• What the exercise asks:
Rewrite everything from the line containing "Annotate every instance of the dark" down to the last of the items, requests included, and shift each answer point by adding 117 to both its x and y coordinates.

· · · ·

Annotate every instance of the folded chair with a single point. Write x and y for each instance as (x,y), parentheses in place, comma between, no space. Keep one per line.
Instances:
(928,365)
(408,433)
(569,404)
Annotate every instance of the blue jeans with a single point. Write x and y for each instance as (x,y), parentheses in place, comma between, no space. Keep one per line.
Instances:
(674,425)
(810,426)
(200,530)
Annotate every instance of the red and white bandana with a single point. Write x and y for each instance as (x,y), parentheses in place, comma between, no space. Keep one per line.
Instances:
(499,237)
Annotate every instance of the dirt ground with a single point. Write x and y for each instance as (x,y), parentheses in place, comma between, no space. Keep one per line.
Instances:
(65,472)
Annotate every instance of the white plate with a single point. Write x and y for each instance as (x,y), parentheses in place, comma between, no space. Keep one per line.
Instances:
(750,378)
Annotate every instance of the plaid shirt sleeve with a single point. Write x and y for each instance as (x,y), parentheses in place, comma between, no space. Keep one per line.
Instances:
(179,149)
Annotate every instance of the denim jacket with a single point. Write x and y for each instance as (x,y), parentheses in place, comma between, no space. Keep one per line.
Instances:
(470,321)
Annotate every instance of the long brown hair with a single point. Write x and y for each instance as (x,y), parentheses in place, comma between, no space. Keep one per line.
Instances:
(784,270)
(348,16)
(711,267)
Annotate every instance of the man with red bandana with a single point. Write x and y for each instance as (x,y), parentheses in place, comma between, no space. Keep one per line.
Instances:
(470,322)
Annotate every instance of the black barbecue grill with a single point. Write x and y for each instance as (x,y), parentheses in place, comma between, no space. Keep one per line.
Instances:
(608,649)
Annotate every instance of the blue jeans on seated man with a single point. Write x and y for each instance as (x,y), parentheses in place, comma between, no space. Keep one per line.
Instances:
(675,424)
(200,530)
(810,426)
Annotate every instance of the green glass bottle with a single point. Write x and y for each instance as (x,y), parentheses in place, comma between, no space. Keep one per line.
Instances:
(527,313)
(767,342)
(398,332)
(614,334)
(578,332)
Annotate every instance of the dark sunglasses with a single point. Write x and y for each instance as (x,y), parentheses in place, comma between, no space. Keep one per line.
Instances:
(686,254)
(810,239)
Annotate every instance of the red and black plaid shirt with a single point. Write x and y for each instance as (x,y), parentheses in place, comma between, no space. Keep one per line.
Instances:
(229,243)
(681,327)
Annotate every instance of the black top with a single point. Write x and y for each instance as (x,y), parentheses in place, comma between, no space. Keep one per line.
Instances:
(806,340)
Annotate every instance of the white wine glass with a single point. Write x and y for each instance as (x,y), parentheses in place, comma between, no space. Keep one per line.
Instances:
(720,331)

· · · ·

• Complete response:
Annotate every instance of the dark sunglasses with a single point. Write x and y for each instance as (x,y), parentheses in place, comma between, no space. Keep one per line.
Instances:
(803,371)
(927,356)
Annotate every instance of the red and black plaid shirt with a single point. Write x and y for each instance as (x,y), parentheses in place, comma between, no space. Keep one per line.
Instances:
(346,360)
(798,444)
Annotate every instance of the black top with a single point. Write x and y for each instance as (x,y), parentheses in place, comma between, no space. Keep one per line.
Instances:
(923,457)
Annotate every instance of the white wine glass with a single point. Write x and y for each instance as (x,y), parentheses in place, comma between, no space. Keep one per line.
Instances:
(837,448)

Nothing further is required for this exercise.